Exercise details:
The data below holds the lines to copy: everything from the line containing "Target = small rock" to the line containing "Find every instance of the large", both ends included, set down exactly.

Data extract:
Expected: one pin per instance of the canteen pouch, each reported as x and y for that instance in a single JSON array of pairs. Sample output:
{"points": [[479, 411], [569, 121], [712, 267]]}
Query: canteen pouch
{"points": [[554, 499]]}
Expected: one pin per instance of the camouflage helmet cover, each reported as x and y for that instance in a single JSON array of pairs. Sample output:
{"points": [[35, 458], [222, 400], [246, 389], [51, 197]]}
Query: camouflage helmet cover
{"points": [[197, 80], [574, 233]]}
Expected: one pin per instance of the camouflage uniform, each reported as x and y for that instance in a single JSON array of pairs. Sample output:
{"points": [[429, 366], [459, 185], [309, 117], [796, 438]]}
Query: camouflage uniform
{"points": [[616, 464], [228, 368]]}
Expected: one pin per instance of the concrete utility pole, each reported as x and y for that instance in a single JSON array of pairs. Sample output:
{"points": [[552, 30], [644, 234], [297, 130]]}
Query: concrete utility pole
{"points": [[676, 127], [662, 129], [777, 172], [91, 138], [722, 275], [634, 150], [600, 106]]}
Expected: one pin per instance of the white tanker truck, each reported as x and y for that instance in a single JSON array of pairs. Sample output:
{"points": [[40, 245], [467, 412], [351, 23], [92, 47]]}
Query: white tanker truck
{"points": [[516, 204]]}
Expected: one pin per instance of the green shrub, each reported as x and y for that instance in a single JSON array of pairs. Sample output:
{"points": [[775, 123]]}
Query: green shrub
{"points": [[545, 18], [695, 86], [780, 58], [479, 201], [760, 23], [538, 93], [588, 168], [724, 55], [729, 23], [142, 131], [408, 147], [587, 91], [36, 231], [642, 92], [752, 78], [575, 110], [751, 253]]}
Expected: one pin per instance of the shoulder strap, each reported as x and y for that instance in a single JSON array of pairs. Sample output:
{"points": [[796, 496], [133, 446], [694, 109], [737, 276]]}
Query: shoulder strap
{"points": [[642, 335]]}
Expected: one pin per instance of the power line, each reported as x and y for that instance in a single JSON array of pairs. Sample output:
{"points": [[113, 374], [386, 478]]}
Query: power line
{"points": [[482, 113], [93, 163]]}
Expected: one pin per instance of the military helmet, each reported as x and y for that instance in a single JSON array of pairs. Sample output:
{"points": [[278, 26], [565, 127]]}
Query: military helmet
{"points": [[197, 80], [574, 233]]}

...

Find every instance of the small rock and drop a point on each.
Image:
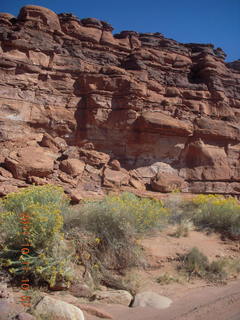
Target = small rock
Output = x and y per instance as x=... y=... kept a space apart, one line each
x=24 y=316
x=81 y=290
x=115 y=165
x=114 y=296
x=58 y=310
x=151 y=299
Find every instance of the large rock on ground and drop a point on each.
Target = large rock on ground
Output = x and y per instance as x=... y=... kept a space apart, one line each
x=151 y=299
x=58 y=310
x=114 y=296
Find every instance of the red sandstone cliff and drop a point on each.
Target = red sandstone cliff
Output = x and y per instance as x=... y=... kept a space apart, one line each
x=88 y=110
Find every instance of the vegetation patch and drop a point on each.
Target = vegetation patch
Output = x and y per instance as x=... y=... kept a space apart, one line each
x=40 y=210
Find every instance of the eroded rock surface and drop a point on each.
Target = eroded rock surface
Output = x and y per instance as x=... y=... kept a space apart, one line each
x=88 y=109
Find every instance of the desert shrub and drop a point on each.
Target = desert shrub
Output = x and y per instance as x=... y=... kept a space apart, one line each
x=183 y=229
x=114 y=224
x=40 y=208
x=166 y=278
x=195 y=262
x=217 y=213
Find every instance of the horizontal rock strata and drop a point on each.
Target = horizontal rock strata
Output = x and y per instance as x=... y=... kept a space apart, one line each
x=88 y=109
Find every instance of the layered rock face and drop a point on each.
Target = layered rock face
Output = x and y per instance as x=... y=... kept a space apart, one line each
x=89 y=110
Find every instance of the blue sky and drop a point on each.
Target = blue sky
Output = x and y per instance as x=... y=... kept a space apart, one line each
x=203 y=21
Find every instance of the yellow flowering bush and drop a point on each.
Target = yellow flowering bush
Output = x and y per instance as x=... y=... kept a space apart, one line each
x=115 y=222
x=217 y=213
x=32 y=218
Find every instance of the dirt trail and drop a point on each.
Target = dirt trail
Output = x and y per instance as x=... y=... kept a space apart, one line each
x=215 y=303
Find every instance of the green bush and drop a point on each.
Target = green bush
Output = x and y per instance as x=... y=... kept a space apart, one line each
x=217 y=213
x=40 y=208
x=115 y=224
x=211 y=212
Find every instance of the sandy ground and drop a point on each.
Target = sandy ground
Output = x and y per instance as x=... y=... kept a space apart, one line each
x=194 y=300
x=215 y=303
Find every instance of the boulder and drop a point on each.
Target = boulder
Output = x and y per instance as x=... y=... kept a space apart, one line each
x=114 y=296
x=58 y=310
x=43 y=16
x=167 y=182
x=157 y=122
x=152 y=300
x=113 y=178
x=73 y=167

...

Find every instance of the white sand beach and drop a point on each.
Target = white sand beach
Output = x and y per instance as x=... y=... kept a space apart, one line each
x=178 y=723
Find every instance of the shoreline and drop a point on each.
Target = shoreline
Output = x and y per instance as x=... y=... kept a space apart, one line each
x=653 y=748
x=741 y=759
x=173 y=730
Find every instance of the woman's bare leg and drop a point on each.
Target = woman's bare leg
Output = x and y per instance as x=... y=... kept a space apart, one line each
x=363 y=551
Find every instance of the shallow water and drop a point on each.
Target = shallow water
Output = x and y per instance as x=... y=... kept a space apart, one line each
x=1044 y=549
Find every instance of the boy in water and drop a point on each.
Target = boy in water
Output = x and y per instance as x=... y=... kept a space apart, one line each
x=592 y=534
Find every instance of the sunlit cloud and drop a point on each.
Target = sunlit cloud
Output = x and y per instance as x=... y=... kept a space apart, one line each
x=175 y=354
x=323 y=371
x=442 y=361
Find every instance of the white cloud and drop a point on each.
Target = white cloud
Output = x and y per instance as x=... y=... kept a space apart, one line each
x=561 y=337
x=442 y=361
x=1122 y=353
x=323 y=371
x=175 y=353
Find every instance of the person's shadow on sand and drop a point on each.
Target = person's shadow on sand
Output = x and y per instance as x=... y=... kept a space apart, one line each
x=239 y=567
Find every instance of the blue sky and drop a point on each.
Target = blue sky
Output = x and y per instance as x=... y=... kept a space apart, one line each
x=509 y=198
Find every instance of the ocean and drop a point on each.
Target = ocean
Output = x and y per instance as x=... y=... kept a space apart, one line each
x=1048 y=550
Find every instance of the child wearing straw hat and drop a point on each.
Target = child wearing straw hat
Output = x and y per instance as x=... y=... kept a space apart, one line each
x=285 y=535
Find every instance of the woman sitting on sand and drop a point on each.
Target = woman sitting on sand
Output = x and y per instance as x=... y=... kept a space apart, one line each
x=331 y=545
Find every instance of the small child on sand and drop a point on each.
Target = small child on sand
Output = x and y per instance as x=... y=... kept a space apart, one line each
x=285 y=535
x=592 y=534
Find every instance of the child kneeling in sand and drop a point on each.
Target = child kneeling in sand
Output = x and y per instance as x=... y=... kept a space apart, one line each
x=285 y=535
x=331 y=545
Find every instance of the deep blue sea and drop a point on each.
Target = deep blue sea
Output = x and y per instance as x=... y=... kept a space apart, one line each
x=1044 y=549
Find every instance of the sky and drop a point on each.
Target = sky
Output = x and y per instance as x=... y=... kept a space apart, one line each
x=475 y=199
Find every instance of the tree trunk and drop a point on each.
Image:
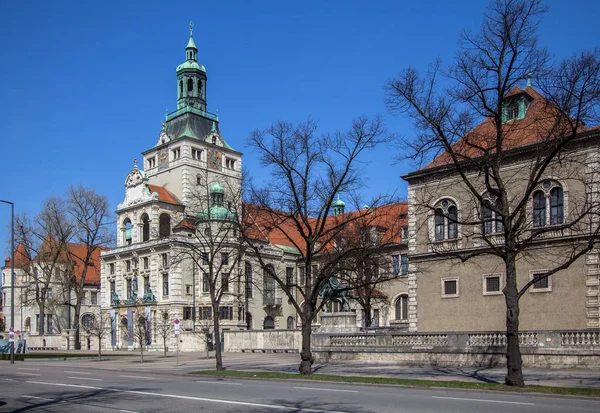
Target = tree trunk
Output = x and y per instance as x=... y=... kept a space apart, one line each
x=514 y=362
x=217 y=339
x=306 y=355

Answer space:
Target = small rock
Output = x and y per instance as x=... y=... kept a space apart, one line each
x=24 y=316
x=81 y=290
x=115 y=165
x=114 y=296
x=58 y=310
x=151 y=299
Find every instance of the large rock on ground and drop a point on each.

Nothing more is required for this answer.